* [SHORT TASK 1]: Report every line in the records that contains the string "water", matching case exactly.

* [SOURCE TEXT]:
▼▼▼
Sunday, October 16, 2011

Today was a gorgeous day

A few details for your enjoyment from a near perfect Sunday afternoon...







Tuesday, October 11, 2011

Way over yonder in the minor key

Some photographs from this afternoon in far southwestern Douglas County, Nebraska along the Elkhorn River. Fall is my favorite time of the year to photograph. There's just something about the fall light that's just about perfect.





Saturday, October 1, 2011

October 1st



Some days you've got it. Some days you don't. Today was in the latter category. I spent some time in eastern Saunders County before watching an unfortunate performance by the Nebraska football team against Wisconsin.

I did make it to what's left of the village of Wann, Nebraska. Once a small settlement with a church and school, Wann now amounts to little more than a few houses and the structure along the railroad tracks in the photograph above.






For those who may not know, I've been uploading a large number of photographs to my Flickr page, many of which have not been seen before.

flickr.com/photos/josephvavak

Sunday, September 4, 2011

A place that once was and a river that still is

I've spent quite a bit of time lately researching ghost towns in the area. Most of these came into being around the time the first homesteaders came to start anew and flourished for a short time before dying away. Now, almost a century later, there is very little left to mark the existence of any sort of settlement or activity. Just an obscure name and a little history.

Rock Bluff, Nebraska is one of these places. Once an important location for those crossing the Missouri River and even home to a college, the town disappeared early in the 20th century. Now all that remains is the gravel Rock Bluff Road and a makeshift park where the steamboats once docked along the river.

The Missouri River has been far above flood stage since May and is finally starting to recede back into its banks, although you wouldn't know it from the water surrounding U.S. Highway 34 in western Iowa. I stood on the edge of a closed gravel road and watched the flooding for a few minutes. A strong wind from the north made waves in the flood water not unlike what occurs on a large lake. It's certainly been a strange summer.
▲▲▲
* [ITEMS]:
▼▼▼
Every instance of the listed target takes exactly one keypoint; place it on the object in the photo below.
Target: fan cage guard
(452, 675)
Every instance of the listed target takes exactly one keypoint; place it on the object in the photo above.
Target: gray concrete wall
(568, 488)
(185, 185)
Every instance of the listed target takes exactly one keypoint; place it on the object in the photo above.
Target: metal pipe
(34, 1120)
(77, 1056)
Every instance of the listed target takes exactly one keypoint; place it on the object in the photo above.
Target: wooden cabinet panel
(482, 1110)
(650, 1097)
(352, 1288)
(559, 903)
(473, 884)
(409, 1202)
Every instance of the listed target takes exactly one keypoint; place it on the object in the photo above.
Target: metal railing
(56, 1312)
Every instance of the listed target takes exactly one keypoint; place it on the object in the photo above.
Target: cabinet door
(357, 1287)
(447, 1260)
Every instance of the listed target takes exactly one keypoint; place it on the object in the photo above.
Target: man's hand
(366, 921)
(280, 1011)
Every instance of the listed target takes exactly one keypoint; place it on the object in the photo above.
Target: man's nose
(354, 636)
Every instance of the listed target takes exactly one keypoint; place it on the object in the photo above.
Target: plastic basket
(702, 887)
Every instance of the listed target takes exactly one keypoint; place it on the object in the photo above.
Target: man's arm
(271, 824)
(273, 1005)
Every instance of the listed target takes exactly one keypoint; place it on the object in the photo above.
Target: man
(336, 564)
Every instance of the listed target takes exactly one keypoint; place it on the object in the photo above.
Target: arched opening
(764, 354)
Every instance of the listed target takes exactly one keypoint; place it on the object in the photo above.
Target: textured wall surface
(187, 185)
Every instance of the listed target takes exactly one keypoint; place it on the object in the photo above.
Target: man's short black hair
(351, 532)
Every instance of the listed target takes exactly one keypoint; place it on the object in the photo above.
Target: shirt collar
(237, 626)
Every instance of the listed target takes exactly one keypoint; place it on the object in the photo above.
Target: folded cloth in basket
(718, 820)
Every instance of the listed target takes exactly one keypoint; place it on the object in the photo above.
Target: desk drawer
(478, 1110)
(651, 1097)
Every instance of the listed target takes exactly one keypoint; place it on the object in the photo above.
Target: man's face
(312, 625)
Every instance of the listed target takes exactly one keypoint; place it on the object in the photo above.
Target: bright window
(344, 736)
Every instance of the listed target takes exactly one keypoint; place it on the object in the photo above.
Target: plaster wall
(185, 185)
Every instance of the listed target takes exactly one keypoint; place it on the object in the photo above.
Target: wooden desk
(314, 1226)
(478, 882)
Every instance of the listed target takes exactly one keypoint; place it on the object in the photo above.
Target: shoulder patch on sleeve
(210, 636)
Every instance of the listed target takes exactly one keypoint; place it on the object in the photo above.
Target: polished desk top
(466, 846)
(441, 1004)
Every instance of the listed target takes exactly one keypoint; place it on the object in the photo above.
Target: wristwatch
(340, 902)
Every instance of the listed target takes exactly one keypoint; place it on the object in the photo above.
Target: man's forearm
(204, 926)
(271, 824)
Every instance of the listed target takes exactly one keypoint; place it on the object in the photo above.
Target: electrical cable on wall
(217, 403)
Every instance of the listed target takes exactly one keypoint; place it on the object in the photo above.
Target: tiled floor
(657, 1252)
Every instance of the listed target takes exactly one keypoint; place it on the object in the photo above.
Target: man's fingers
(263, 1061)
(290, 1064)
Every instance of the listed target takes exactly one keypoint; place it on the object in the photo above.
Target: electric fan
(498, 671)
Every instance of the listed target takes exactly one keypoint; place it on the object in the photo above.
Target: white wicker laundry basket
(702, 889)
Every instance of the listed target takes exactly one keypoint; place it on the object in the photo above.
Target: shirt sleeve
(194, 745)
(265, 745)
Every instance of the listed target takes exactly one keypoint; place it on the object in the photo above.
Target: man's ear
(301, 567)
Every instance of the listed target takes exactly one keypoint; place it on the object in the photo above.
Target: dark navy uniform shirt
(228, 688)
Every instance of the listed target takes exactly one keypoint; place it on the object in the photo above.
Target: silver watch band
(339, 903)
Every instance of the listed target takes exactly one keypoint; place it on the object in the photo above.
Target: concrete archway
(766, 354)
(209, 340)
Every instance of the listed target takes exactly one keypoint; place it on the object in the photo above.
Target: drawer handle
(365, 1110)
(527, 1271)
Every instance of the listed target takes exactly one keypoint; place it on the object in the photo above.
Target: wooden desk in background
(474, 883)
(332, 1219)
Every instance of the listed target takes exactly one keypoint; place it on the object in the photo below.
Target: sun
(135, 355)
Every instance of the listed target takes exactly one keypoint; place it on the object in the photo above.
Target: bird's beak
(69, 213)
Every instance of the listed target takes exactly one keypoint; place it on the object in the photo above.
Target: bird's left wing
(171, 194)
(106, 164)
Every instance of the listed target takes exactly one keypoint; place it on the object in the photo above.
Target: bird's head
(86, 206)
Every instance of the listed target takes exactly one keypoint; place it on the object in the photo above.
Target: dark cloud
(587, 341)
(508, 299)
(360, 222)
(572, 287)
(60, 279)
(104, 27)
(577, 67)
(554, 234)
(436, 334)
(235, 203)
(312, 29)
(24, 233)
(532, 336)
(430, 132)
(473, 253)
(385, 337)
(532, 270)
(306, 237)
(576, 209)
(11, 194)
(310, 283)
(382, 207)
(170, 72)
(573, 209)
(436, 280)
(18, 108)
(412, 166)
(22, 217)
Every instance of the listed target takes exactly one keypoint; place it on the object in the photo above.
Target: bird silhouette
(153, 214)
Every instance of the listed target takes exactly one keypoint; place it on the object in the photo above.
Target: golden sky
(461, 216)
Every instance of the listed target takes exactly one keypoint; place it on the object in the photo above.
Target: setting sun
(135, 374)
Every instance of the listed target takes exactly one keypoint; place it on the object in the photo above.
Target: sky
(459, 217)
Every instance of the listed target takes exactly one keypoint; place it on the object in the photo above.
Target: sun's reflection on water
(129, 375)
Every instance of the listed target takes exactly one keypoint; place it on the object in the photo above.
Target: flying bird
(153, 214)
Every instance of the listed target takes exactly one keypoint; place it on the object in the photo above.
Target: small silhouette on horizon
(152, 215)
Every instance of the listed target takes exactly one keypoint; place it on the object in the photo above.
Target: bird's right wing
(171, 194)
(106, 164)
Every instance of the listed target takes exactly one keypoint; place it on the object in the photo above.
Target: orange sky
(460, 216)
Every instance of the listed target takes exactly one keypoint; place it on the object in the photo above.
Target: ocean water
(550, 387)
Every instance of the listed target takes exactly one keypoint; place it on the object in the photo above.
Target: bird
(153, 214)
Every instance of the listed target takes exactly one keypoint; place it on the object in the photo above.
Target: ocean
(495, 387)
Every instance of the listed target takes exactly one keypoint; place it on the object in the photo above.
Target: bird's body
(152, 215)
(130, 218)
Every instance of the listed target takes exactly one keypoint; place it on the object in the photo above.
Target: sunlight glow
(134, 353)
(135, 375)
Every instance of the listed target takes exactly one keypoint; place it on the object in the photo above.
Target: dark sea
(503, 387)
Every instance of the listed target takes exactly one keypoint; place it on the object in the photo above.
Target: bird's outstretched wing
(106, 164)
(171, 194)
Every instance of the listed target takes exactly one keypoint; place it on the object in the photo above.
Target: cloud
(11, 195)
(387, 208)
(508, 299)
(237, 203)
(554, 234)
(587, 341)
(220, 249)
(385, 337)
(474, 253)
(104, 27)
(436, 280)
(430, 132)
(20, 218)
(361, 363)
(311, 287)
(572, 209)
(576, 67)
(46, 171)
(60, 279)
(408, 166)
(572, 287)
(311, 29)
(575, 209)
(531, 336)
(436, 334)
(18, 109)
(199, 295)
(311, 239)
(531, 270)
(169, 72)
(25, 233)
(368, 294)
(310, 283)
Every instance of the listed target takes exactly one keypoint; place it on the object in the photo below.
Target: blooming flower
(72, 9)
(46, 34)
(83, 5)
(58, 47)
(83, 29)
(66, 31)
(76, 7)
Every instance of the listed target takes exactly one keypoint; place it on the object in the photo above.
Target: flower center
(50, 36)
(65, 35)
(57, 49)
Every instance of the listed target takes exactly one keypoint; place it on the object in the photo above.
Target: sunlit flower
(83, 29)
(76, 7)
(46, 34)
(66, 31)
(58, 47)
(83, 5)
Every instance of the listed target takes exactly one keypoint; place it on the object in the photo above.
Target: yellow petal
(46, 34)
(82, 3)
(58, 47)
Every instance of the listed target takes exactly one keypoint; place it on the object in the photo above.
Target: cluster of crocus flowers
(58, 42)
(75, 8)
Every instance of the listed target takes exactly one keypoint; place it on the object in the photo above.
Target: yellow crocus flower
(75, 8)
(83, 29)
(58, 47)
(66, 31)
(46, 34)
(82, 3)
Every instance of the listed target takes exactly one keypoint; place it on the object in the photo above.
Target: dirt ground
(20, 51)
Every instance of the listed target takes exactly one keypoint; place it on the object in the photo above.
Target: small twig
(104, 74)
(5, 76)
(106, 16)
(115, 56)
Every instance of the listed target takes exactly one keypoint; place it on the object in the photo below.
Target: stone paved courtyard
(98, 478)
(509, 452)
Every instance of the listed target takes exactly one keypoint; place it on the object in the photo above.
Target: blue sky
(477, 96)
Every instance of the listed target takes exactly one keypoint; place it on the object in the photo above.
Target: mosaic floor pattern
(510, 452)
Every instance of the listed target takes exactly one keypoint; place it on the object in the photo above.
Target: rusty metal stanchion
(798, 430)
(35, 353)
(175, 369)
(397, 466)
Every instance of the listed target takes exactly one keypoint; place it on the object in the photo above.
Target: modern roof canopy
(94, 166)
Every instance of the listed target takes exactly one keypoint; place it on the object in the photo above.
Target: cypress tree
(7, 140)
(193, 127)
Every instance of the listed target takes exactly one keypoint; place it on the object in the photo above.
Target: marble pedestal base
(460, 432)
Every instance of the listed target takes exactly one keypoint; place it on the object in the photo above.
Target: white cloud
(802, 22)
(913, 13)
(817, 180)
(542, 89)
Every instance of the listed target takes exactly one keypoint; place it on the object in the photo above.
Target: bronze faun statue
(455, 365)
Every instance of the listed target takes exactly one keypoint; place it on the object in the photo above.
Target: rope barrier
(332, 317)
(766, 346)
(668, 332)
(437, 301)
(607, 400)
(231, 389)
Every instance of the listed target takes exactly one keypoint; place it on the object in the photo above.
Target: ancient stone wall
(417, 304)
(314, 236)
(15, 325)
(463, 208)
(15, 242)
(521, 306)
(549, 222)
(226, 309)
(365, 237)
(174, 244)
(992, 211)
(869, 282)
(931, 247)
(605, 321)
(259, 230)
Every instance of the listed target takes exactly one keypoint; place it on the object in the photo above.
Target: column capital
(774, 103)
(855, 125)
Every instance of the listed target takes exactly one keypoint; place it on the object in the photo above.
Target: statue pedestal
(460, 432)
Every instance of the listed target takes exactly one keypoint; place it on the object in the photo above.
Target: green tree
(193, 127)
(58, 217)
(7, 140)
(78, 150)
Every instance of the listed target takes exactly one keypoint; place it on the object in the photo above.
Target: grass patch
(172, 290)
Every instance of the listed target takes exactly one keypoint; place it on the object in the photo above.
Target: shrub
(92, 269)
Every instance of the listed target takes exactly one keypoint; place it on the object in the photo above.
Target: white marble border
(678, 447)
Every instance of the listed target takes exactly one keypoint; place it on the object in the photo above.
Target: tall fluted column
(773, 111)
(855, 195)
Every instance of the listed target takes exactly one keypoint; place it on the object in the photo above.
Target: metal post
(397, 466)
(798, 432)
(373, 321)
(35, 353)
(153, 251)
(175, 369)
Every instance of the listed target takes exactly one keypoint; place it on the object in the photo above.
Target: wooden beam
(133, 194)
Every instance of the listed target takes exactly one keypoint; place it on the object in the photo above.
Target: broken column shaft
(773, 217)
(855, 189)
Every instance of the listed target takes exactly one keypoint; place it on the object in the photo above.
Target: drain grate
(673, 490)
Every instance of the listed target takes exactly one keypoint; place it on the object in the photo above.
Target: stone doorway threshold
▲▲▲
* [SHORT TASK 2]: Translate this sentence from the photography blog into Spanish: "Fall is my favorite time of the year to photograph."

* [CORRECT OUTPUT 1]:
Target: sun's reflection on water
Target: ocean water

* [CORRECT OUTPUT 2]: El otoño es mi época favorita del año para fotografiar.